------ EXCERPT PROVIDED ------
Before: Murphy, P.J., and Gage and Wilder, JJ.
PER CURIAM.
This is an action brought pursuant to the Freedom of Information Act, MCL 15.231 et seq.;
MSA 4.1801 et seq. Following a bench trial, the trial court found that defendant township released all
documents requested by plaintiffs that existed and were in defendant’s possession before being served
with this lawsuit. Plaintiffs appeal as of right arguing that the trial court erred in failing to award them
attorney fees and punitive damages under the act. We affirm.
Initially, plaintiffs argue that the trial court erred by failing to award them attorney fees. The trial
court’s decision regarding an award of attorney fees to the prevailing party in an FOIA action is
reviewed for an abuse of discretion. Messenger v Ingham Co Prosecutor, 232 Mich App 633, 647;
591 NW2d 393 (1998). The trial court in this case did not abuse its discretion in refusing to award
attorney fees. While the township was untimely with two of three responses to the FOIA requests,
plaintiffs’ lawsuit was neither necessary to their receipt of the documents nor caused defendant to
release the documents. Rather, all the items were received by plaintiffs before service of the lawsuit on
the township.
------ LISTED RECORDS ------
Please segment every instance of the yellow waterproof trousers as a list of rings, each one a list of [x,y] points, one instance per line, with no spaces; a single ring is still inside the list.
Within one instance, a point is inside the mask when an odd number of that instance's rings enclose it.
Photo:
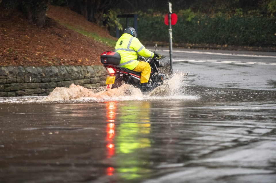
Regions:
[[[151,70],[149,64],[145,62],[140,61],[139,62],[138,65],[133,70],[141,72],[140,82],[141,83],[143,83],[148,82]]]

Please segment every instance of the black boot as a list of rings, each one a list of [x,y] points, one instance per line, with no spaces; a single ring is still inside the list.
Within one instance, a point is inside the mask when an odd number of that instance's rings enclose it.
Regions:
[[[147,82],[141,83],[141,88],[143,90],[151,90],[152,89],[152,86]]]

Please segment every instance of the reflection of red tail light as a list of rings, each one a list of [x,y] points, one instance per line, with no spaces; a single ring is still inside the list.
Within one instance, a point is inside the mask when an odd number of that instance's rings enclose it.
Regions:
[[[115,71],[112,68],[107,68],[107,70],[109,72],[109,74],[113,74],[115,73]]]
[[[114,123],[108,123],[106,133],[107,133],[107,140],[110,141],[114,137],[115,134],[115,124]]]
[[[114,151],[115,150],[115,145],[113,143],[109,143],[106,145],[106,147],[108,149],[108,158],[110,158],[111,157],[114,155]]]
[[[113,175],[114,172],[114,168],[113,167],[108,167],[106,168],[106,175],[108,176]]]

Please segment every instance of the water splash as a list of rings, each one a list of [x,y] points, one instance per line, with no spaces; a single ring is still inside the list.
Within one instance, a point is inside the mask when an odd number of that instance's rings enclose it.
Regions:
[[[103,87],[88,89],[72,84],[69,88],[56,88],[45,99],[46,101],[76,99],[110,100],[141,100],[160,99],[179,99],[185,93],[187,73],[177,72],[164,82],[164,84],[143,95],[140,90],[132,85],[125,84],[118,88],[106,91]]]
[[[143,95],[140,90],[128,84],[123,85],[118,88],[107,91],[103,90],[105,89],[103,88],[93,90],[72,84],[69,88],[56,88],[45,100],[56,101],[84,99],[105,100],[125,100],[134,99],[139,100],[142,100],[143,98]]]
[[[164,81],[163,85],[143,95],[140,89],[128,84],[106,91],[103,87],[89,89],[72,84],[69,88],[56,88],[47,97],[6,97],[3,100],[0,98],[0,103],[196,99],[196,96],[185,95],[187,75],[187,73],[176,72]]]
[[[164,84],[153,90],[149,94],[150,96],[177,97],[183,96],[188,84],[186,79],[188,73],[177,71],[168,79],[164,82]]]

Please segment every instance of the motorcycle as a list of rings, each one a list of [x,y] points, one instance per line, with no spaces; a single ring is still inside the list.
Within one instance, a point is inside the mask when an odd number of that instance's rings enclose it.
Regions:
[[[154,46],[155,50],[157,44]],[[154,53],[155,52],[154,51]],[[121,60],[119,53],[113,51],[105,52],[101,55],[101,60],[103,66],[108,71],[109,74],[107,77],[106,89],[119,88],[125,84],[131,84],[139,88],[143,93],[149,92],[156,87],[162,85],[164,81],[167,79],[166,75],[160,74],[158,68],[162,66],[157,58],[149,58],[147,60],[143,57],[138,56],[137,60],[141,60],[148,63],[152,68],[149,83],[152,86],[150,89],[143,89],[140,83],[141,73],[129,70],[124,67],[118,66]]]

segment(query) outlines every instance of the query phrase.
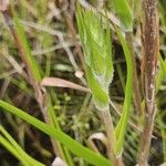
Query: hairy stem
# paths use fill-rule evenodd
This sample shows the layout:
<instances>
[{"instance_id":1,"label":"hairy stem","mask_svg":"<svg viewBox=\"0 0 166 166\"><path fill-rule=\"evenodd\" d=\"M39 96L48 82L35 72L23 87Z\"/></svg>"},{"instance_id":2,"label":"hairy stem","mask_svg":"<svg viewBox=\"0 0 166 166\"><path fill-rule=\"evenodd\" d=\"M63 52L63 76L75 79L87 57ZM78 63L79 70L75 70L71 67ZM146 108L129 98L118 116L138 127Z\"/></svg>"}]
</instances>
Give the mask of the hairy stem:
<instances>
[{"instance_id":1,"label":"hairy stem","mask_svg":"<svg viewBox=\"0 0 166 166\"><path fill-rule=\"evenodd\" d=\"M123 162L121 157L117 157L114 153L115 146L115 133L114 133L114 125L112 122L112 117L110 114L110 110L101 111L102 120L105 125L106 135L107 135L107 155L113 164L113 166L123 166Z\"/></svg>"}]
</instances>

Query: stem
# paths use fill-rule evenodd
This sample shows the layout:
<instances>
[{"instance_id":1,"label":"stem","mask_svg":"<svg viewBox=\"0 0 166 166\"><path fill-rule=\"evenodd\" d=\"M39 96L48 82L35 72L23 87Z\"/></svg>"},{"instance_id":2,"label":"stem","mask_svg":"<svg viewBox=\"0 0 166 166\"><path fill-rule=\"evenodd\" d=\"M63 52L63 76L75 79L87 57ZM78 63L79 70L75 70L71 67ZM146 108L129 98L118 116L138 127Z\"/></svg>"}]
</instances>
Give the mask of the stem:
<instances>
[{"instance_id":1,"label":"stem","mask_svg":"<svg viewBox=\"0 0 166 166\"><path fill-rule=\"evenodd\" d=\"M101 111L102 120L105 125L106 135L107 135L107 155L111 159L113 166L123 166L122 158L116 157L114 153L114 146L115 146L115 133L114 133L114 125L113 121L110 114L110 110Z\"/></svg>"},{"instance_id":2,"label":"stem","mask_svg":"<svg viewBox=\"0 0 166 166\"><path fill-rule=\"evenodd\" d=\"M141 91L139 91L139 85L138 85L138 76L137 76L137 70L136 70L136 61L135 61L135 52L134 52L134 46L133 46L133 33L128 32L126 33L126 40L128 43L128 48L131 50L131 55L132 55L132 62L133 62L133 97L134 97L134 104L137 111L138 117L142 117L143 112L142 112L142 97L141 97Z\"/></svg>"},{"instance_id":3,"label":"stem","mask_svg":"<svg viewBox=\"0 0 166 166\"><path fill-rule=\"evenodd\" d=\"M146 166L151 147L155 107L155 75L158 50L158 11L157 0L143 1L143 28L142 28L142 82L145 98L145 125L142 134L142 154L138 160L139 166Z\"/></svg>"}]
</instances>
------
------ LISTED RECORDS ------
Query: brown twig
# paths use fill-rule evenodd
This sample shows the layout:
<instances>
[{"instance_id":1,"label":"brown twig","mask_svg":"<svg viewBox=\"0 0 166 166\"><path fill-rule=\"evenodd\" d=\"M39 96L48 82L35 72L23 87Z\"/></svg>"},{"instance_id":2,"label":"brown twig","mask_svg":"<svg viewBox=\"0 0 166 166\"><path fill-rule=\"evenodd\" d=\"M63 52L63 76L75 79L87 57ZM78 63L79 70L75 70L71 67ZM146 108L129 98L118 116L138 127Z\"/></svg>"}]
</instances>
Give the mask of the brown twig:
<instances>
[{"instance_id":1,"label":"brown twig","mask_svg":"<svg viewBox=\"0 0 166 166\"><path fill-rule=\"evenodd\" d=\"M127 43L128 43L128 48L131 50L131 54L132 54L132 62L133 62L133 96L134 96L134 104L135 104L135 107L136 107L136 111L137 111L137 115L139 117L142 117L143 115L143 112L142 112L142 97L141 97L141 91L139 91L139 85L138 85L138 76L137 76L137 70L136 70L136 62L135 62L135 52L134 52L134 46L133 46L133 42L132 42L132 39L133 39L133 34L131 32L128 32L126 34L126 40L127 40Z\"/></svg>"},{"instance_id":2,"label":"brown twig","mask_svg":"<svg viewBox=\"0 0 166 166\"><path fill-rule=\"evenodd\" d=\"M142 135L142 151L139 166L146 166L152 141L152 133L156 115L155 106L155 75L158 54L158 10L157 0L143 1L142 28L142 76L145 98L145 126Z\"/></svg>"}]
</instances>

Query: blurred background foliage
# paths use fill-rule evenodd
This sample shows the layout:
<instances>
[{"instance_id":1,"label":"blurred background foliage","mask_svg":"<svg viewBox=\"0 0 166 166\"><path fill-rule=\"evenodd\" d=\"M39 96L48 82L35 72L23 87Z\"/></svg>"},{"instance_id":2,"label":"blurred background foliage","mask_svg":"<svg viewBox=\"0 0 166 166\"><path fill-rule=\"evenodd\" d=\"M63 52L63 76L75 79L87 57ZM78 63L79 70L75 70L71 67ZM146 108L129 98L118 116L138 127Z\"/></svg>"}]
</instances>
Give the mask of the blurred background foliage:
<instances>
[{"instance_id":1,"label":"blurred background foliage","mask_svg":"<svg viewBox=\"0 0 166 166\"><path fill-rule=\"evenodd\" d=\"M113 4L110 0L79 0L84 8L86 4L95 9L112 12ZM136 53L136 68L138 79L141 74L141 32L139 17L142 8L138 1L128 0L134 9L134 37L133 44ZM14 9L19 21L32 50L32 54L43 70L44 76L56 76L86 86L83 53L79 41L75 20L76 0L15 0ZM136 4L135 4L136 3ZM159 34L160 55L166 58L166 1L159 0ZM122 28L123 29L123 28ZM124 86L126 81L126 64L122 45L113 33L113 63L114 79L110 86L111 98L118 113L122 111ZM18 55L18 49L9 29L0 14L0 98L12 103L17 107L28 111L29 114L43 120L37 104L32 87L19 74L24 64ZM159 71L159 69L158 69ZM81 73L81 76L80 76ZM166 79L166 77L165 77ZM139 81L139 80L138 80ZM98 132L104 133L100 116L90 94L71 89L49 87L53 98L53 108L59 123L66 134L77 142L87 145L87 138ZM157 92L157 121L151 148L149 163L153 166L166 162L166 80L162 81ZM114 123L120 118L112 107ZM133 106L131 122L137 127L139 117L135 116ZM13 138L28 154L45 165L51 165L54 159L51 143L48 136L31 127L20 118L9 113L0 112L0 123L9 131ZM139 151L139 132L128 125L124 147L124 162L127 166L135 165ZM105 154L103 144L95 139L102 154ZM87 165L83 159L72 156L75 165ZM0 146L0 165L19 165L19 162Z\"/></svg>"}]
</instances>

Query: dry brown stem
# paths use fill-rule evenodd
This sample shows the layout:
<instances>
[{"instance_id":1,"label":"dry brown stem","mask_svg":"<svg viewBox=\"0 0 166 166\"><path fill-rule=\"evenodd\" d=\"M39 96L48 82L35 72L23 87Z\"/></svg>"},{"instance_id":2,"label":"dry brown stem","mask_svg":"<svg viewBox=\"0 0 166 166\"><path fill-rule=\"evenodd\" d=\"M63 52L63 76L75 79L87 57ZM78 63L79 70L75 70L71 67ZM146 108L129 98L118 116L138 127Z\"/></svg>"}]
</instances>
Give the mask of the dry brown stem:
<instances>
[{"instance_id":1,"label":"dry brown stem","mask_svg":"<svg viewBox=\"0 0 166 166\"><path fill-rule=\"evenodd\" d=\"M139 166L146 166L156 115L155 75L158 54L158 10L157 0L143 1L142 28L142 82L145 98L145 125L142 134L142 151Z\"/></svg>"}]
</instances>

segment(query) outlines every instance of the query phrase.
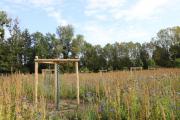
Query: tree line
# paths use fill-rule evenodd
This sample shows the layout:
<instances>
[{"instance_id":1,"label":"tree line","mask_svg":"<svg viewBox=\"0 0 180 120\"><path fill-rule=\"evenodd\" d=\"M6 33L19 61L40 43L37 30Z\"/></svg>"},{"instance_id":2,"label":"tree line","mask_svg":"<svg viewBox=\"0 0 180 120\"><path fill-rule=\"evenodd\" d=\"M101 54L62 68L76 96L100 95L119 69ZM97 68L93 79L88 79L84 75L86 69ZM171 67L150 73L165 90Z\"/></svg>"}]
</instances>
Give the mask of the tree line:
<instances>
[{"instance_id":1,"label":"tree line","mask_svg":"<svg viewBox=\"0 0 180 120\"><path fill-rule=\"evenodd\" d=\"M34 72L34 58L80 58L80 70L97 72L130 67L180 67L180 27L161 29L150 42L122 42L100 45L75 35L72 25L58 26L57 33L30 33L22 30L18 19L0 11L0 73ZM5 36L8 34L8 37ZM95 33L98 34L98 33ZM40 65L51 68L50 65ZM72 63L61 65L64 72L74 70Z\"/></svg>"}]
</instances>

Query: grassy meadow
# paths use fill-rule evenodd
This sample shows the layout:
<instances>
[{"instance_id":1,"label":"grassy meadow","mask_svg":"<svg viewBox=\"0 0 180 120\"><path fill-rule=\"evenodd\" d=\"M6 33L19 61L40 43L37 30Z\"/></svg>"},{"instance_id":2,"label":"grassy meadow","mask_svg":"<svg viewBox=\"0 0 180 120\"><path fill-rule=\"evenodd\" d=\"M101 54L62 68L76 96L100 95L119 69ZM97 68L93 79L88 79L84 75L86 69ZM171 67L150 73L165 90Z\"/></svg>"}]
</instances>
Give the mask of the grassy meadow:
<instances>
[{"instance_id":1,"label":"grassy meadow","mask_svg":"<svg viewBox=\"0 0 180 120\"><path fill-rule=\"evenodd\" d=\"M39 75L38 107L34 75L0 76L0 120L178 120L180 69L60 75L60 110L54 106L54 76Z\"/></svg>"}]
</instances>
------
* [YOUR TASKS]
[a] List the surnames of the judges named in the court opinion excerpt.
[b] Please reproduce the court opinion excerpt between "Before: Murphy, P.J., and" and "act. We affirm.", inclusive.

* [SOLUTIONS TO THE TASKS]
[a] Murphy, Gage, Wilder

[b]
Before: Murphy, P.J., and Gage and Wilder, JJ.
PER CURIAM.
This is an action brought pursuant to the Freedom of Information Act, MCL 15.231 et seq.;
MSA 4.1801 et seq. Following a bench trial, the trial court found that defendant township released all
documents requested by plaintiffs that existed and were in defendant’s possession before being served
with this lawsuit. Plaintiffs appeal as of right arguing that the trial court erred in failing to award them
attorney fees and punitive damages under the act. We affirm.